Exercise details >>
All the entries need to be quoted exactly, apart from the pictures, which you should drop.

Source records >>
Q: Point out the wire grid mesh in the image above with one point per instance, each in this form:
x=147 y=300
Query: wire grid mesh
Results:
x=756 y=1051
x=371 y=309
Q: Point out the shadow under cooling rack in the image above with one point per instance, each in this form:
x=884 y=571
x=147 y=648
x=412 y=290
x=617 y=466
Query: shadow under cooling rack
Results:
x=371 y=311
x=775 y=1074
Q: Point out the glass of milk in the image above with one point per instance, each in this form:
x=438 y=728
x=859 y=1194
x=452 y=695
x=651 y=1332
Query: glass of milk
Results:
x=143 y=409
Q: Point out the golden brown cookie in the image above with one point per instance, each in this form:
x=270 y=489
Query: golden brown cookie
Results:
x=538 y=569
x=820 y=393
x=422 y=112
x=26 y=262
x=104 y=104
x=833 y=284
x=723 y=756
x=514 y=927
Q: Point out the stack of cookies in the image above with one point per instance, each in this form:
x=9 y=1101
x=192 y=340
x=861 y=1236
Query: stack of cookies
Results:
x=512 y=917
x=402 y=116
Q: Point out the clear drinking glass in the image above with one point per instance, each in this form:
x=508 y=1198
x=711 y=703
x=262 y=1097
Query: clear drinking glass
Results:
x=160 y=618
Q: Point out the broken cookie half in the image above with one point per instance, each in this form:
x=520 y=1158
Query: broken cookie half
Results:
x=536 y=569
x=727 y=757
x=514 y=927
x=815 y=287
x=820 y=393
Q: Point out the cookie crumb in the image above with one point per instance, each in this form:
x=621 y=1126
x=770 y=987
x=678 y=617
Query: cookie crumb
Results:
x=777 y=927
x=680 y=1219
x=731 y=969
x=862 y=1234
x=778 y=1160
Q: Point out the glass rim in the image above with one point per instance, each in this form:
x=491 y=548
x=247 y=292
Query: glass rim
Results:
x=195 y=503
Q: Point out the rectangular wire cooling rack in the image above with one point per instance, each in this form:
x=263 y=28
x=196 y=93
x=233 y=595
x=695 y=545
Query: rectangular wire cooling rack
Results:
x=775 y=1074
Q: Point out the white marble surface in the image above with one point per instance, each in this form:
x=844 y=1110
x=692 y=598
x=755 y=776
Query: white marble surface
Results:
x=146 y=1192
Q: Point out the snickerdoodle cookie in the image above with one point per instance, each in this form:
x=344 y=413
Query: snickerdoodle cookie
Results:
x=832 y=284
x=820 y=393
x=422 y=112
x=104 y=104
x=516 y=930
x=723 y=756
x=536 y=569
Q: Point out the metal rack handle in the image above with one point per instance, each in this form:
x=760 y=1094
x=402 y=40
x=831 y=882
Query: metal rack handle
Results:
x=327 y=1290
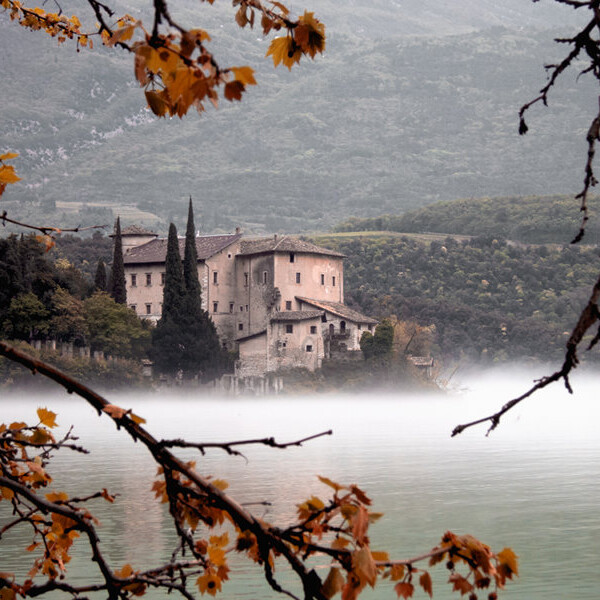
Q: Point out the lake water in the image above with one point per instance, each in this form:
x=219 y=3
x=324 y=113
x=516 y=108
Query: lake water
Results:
x=533 y=484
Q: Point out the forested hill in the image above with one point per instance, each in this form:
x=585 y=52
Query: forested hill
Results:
x=533 y=219
x=413 y=103
x=489 y=300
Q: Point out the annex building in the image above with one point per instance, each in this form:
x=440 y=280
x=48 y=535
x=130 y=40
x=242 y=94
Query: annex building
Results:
x=279 y=299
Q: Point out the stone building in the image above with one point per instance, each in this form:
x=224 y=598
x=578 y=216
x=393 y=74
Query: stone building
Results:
x=279 y=299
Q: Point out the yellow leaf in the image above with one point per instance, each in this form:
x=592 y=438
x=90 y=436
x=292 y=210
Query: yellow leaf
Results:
x=137 y=419
x=244 y=74
x=156 y=103
x=404 y=589
x=509 y=560
x=283 y=50
x=364 y=567
x=333 y=583
x=380 y=556
x=114 y=411
x=8 y=175
x=47 y=417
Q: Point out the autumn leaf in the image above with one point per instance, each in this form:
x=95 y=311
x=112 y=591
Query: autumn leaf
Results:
x=425 y=581
x=404 y=589
x=209 y=583
x=8 y=175
x=333 y=583
x=310 y=34
x=47 y=417
x=114 y=411
x=244 y=74
x=364 y=567
x=460 y=584
x=233 y=90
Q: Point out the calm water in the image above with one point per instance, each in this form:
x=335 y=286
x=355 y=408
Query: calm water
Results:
x=532 y=485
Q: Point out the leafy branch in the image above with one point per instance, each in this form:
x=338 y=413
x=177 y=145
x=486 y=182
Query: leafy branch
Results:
x=198 y=505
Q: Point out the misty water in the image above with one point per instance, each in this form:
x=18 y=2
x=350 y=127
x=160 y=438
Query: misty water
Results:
x=532 y=485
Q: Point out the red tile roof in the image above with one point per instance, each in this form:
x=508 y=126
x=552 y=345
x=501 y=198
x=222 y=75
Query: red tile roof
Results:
x=156 y=251
x=284 y=243
x=338 y=309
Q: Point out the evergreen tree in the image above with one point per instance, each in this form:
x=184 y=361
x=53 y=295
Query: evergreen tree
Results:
x=168 y=347
x=100 y=278
x=203 y=353
x=117 y=279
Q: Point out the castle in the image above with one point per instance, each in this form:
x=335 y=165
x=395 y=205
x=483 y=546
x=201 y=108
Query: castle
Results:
x=279 y=300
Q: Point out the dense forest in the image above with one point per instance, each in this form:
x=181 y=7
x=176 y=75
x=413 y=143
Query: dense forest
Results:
x=531 y=219
x=489 y=299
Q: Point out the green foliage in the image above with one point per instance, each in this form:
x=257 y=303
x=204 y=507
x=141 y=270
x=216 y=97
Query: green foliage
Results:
x=114 y=328
x=118 y=289
x=100 y=282
x=26 y=317
x=532 y=219
x=488 y=300
x=68 y=323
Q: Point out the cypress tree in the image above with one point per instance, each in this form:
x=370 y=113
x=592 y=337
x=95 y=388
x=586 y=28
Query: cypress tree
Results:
x=203 y=353
x=100 y=278
x=118 y=289
x=168 y=343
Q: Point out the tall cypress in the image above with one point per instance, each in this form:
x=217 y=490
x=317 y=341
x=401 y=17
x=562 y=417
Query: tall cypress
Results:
x=118 y=289
x=168 y=344
x=174 y=290
x=100 y=277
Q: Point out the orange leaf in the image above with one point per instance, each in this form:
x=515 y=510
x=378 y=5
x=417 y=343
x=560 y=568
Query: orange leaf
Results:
x=425 y=581
x=234 y=90
x=47 y=417
x=114 y=411
x=333 y=583
x=404 y=589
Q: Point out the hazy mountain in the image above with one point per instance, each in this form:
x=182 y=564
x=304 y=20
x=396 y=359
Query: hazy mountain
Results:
x=414 y=102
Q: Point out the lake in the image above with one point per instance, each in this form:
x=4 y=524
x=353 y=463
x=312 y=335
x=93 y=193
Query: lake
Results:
x=533 y=484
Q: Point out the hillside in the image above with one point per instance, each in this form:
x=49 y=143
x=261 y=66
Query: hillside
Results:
x=413 y=103
x=532 y=219
x=489 y=301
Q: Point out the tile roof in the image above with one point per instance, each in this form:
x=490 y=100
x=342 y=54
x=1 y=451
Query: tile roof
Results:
x=137 y=230
x=283 y=243
x=156 y=251
x=296 y=315
x=338 y=309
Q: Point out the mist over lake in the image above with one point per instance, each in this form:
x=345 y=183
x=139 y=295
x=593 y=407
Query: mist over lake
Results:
x=532 y=484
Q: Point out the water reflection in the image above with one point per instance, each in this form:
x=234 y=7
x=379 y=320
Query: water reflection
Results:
x=533 y=484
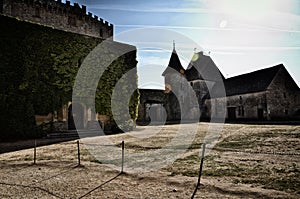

Result of this exercise >>
Q: Point out the wire grid mesh in the image above with one point per instance, each in this form:
x=147 y=300
Query: wire grid mesh
Results:
x=756 y=1051
x=371 y=309
Q: Point out the shadow under cooling rack in the image above with one point per instance, each in this form:
x=884 y=571
x=147 y=648
x=412 y=290
x=617 y=466
Query: shadow under cooling rack
Results:
x=371 y=311
x=775 y=1074
Q: Point out the glass of milk in the image above with one point per instance, each in this form:
x=438 y=728
x=859 y=1194
x=452 y=695
x=651 y=1332
Query: glass of milk
Results:
x=143 y=409
Q: Point out the golden brown cookie in the image above with one point per instance, each in this form:
x=270 y=489
Query: golden brown cookie
Results:
x=538 y=569
x=820 y=393
x=422 y=112
x=26 y=262
x=104 y=104
x=833 y=284
x=723 y=756
x=514 y=927
Q: Point out the stack of cookies in the image above with one point per instance, each in this form:
x=9 y=1101
x=192 y=340
x=861 y=1236
Query: stack of cookies
Results:
x=512 y=917
x=402 y=116
Q: Point out the clear drinking glass in the image above with one point per instance, each in this form:
x=508 y=1198
x=711 y=703
x=262 y=1097
Query: clear drinking glass
Results:
x=160 y=618
Q: Point out the broken cookie half in the image above with one point per instance, each in this form:
x=520 y=1158
Query: broken cookie half
Results:
x=536 y=569
x=727 y=757
x=514 y=927
x=815 y=287
x=820 y=393
Q: Point out the cookie crumb in the image above with one point per instance, each in this form:
x=621 y=1126
x=770 y=987
x=678 y=617
Query: cookie crumb
Results:
x=777 y=927
x=680 y=1219
x=731 y=969
x=862 y=1234
x=778 y=1160
Q: Point out the glass rim in the image above with one point per instance, each in this form:
x=491 y=548
x=247 y=292
Query: glass rim
Results:
x=195 y=503
Q: Point out the rectangular wire cooling rack in the image above with one point per instance, each in this form:
x=263 y=28
x=196 y=93
x=233 y=595
x=695 y=545
Query: rectangular wire cooling rack
Results:
x=775 y=1074
Q: Point out the white marble surface in the image above with one point per instance, each in this form:
x=844 y=1110
x=692 y=598
x=755 y=776
Query: white marble surface
Results:
x=146 y=1192
Q: Point out the snickerdoodle cookie in the image above with one point per instance, each in this form:
x=344 y=413
Query: snickerdoodle cookie
Results:
x=832 y=284
x=820 y=393
x=422 y=112
x=104 y=104
x=516 y=930
x=723 y=756
x=536 y=569
Q: Point out the metal rack handle in the image above with one point per instance, each in this form:
x=760 y=1094
x=402 y=40
x=831 y=882
Query: metal rack handle
Results:
x=327 y=1290
Q: Point out the lake water in the image above with one point per instance, each in this form:
x=219 y=3
x=324 y=113
x=516 y=108
Query: lake water
Results:
x=533 y=484
Q: Point out the forested hill in the image above with one point per instance, each in this form:
x=585 y=52
Query: forested hill
Results:
x=533 y=219
x=413 y=103
x=489 y=300
Q: Point out the annex building in the image above with one point per instance, each in this form:
x=440 y=280
x=48 y=535
x=130 y=40
x=242 y=94
Query: annex building
Results:
x=279 y=299
Q: Point out the stone building in the image above with one point per instance, each in this form:
x=224 y=598
x=578 y=216
x=393 y=74
Query: stone building
Results:
x=279 y=299
Q: Point out the yellow leaf in the image above with one point per instance, each in this form:
x=592 y=438
x=90 y=436
x=292 y=210
Query: yellow leaf
Results:
x=137 y=419
x=244 y=74
x=156 y=103
x=404 y=589
x=509 y=560
x=283 y=50
x=364 y=567
x=333 y=583
x=380 y=556
x=114 y=411
x=8 y=175
x=47 y=417
Q: Point out the autumn leaf in the image above with one point per instance, each in this form:
x=95 y=311
x=112 y=591
Query: autumn leaf
Results:
x=425 y=581
x=404 y=589
x=209 y=583
x=8 y=175
x=333 y=583
x=310 y=34
x=47 y=417
x=114 y=411
x=244 y=74
x=364 y=567
x=460 y=584
x=233 y=90
Q: Point out the calm water in the image above with one point per instance, each in this form:
x=335 y=286
x=355 y=408
Query: calm water
Results:
x=532 y=485
Q: Point out the leafy branch in the image above with one point per instance, each in this form:
x=338 y=413
x=177 y=145
x=486 y=182
Query: leafy branch
Results:
x=198 y=505
Q: Point out the misty water in the image above with one point per instance, each in this form:
x=18 y=2
x=350 y=127
x=160 y=438
Query: misty water
Results:
x=532 y=485
Q: Point out the red tile roof in the image above with one point per instance, each in this form:
x=508 y=126
x=552 y=345
x=501 y=198
x=222 y=75
Query: red tile roof
Results:
x=156 y=251
x=284 y=243
x=338 y=309
Q: Point out the evergreen tree in the image above with one point per instance, each in this form:
x=184 y=361
x=53 y=295
Query: evergreen tree
Results:
x=168 y=347
x=100 y=278
x=203 y=353
x=117 y=279
Q: Point out the castle in the image above with one point per instance, each in this form:
x=335 y=165
x=395 y=205
x=483 y=546
x=201 y=108
Query: castle
Results:
x=279 y=300
Q: Point out the dense forest in the image above with one point per instance, each in this form:
x=181 y=7
x=176 y=75
x=413 y=143
Query: dense forest
Results:
x=531 y=219
x=489 y=299
Q: Point out the green foliage in the image above with one point per instance, each in this form:
x=257 y=303
x=204 y=507
x=141 y=270
x=216 y=97
Query: green foliage
Results:
x=114 y=328
x=118 y=289
x=100 y=282
x=26 y=317
x=532 y=219
x=488 y=300
x=68 y=323
Q: Point out the cypress tree in the image above with one point per instance, each in this form:
x=370 y=113
x=592 y=337
x=95 y=388
x=586 y=28
Query: cypress tree
Results:
x=203 y=353
x=100 y=278
x=118 y=289
x=168 y=343
Q: Point out the tall cypress in the image above with one point per instance, each in this form:
x=217 y=490
x=317 y=341
x=401 y=17
x=562 y=417
Query: tall cypress
Results:
x=118 y=289
x=168 y=344
x=174 y=290
x=100 y=277
Q: Point out the orange leaf in the image above with one point per instance, each in this form:
x=515 y=510
x=378 y=5
x=417 y=343
x=560 y=568
Query: orange leaf
Results:
x=425 y=581
x=234 y=90
x=47 y=417
x=114 y=411
x=333 y=583
x=404 y=589
Q: Point out the hazy mountain in the image above with one point per instance, each in this form:
x=182 y=564
x=304 y=20
x=396 y=359
Query: hazy mountain
Results:
x=414 y=102
Q: Point out the lake in the image above with one point per instance, each in this form:
x=4 y=524
x=353 y=463
x=312 y=335
x=93 y=193
Query: lake
Results:
x=533 y=484
Q: Point out the hillside in the image above with one point per instance, each in this form:
x=49 y=143
x=261 y=66
Query: hillside
Results:
x=413 y=103
x=532 y=219
x=489 y=301
Q: Point out the tile roof in the image above with one point per instance, each in this form:
x=490 y=100
x=342 y=54
x=1 y=451
Query: tile roof
Results:
x=137 y=230
x=283 y=243
x=156 y=251
x=296 y=315
x=338 y=309
Q: Point out the mist over lake in the image above with one point per instance, each in this form:
x=345 y=183
x=139 y=295
x=593 y=407
Query: mist over lake
Results:
x=532 y=484
Q: Point out the water reflection in the image above with one point per instance, each in this form:
x=234 y=7
x=379 y=320
Query: water reflection
Results:
x=533 y=484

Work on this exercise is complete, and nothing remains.